• **Assignment**:
Here is the task for the records below: repeat exactly the lines from the one with "point(460, 1108)" to the one with "point(209, 384)", both included, and nothing else.

• **Referring expression pointing data**:
* * *

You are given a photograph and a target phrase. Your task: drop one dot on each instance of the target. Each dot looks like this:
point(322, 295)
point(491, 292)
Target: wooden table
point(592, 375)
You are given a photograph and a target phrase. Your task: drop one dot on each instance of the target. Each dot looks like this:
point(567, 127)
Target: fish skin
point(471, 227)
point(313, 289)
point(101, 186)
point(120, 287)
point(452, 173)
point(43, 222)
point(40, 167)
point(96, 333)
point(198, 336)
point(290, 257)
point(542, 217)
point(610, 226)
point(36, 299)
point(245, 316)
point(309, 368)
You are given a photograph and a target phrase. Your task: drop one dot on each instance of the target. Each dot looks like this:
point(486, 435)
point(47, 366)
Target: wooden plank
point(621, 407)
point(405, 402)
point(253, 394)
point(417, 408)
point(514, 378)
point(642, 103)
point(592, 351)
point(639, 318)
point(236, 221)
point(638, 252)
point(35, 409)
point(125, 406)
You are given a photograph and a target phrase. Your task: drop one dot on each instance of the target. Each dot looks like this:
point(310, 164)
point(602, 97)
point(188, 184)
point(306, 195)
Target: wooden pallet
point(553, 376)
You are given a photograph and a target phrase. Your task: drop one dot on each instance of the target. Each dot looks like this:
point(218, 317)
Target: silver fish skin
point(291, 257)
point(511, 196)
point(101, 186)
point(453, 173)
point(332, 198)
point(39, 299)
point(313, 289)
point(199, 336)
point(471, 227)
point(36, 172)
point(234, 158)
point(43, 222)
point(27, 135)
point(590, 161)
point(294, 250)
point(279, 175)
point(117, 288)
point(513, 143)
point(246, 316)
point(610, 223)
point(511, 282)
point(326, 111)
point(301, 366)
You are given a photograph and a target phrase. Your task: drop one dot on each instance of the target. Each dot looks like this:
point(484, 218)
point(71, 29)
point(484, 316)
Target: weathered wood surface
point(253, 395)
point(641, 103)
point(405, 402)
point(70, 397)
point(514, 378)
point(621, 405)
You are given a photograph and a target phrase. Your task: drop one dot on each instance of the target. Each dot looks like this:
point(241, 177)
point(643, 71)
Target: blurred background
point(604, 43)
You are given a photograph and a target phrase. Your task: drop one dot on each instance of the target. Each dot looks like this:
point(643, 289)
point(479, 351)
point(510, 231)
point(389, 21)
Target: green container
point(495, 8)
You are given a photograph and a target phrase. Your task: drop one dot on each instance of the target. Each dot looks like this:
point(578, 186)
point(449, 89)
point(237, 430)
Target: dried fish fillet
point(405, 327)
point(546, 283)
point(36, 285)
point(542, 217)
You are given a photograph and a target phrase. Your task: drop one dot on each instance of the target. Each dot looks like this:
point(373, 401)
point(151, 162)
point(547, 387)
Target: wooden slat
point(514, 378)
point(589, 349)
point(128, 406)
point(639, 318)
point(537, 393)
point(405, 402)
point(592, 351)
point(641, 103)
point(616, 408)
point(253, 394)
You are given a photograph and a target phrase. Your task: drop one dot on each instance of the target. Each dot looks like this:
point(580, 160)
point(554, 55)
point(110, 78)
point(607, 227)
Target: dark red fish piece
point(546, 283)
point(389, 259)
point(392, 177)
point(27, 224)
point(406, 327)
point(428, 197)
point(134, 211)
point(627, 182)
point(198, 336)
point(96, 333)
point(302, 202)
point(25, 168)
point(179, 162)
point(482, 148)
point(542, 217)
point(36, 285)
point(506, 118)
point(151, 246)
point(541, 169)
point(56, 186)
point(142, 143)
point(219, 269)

* * *

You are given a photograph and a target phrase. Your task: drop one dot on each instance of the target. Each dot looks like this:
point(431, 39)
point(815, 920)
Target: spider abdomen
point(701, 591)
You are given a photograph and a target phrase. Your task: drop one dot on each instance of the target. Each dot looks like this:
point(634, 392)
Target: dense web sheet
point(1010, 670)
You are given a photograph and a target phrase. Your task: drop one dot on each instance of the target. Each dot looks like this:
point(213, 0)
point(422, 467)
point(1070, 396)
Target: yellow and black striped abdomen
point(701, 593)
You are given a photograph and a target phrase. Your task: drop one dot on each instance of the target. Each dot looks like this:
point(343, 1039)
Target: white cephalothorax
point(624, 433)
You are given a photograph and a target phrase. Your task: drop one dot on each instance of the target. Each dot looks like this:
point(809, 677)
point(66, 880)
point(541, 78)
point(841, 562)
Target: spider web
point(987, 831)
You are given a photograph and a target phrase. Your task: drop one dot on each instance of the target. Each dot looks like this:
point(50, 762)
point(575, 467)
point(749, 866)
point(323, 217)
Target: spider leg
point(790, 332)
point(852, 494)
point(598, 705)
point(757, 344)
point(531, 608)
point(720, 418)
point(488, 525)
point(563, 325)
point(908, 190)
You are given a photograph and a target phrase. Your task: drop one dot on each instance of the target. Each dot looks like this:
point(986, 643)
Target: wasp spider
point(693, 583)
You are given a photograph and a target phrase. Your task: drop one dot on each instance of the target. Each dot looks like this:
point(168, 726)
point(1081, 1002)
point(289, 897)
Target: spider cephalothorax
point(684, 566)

* * *

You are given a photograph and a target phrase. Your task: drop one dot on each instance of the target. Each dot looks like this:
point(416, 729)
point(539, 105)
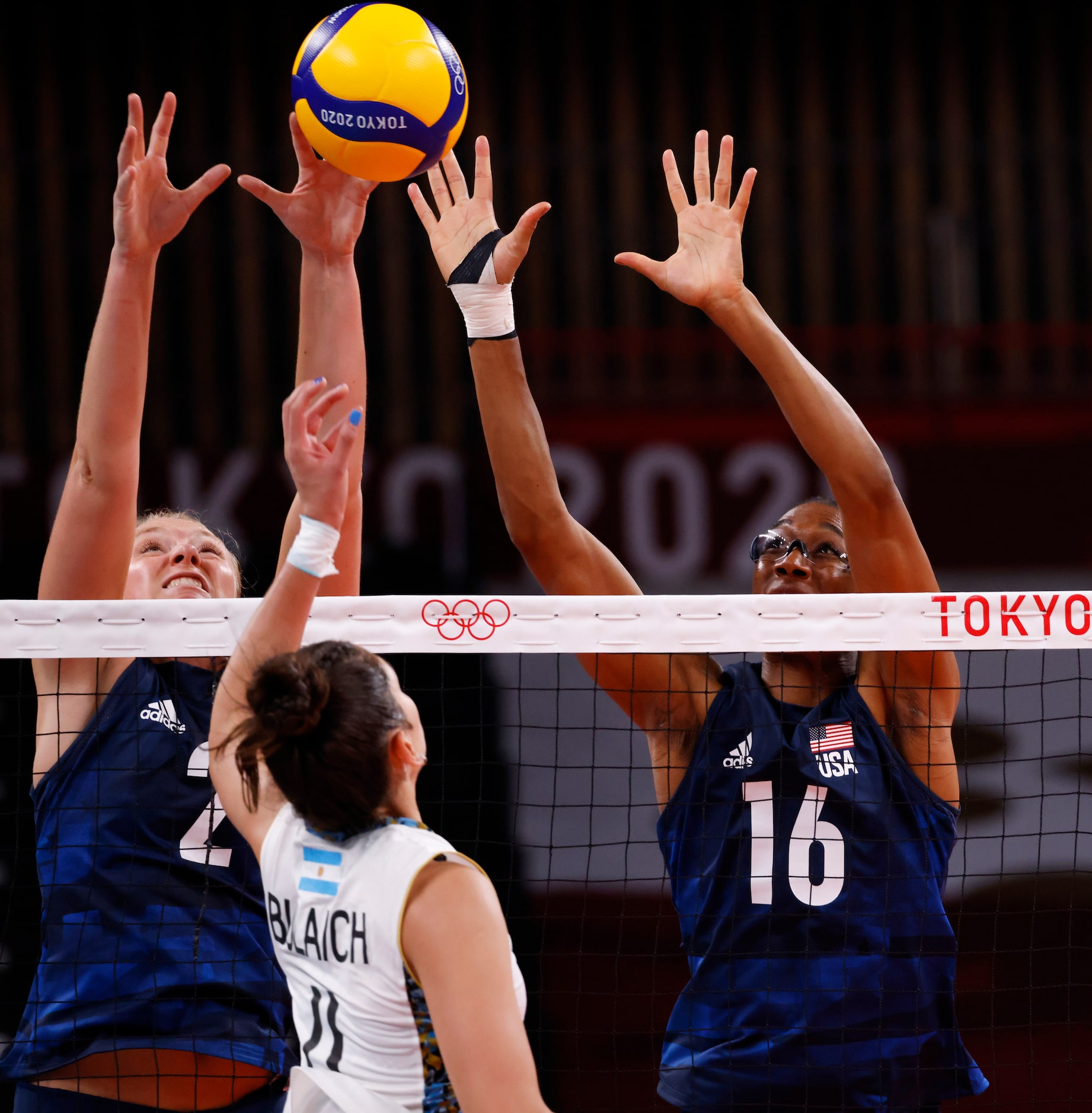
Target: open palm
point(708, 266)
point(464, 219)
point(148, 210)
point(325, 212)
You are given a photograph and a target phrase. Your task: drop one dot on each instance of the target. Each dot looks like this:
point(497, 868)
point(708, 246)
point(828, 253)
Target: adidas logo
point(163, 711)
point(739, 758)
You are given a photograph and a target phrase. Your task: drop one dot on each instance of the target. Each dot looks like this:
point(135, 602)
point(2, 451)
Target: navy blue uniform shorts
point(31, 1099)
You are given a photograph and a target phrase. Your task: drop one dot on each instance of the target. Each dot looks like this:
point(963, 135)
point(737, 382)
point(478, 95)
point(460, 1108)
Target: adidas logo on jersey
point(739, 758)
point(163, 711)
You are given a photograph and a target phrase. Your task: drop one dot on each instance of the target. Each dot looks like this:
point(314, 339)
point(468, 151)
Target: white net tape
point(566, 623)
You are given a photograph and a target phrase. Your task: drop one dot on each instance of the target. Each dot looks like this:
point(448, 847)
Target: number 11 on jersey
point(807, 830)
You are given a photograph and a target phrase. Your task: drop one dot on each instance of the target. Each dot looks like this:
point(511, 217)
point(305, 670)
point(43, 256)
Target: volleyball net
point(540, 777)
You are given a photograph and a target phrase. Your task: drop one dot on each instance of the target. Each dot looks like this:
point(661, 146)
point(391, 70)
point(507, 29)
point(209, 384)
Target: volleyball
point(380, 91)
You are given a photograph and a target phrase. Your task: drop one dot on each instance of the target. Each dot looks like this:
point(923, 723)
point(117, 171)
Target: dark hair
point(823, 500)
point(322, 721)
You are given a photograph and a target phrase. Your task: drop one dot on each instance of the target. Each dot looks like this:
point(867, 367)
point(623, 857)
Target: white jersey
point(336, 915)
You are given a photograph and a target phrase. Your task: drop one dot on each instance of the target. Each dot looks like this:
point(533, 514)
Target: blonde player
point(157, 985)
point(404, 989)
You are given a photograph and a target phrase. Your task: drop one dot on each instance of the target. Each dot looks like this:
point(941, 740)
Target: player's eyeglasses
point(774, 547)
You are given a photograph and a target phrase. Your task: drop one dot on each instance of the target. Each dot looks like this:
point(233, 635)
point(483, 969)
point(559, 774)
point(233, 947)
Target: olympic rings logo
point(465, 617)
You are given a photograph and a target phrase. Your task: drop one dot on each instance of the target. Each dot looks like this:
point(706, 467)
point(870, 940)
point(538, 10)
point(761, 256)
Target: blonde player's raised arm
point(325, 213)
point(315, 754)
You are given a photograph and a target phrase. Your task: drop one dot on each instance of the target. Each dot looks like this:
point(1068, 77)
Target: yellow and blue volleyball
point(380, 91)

* * *

• **Task solution**:
point(460, 1108)
Target: adidas logo on jersey
point(739, 758)
point(163, 711)
You are given a photograph and a target phrase. Your task: drop one dot on each instance of the target. Each dot looks like this:
point(314, 339)
point(468, 151)
Target: white net tape
point(566, 623)
You are given a photograph and a target phrase. Your task: drop one dot on each instance of the target. Each dot looks like this:
point(448, 847)
Target: number 11 on jersey
point(807, 830)
You are given a photograph and a target phrase. Your task: drop one dot on each instance of the target. Each dot looks like this:
point(511, 217)
point(305, 670)
point(43, 256)
Target: volleyball net
point(540, 777)
You are given a photograph and a target phrase. Your task: drop one dot on each instance of the target. Each dot looks like this:
point(661, 146)
point(391, 70)
point(507, 29)
point(209, 384)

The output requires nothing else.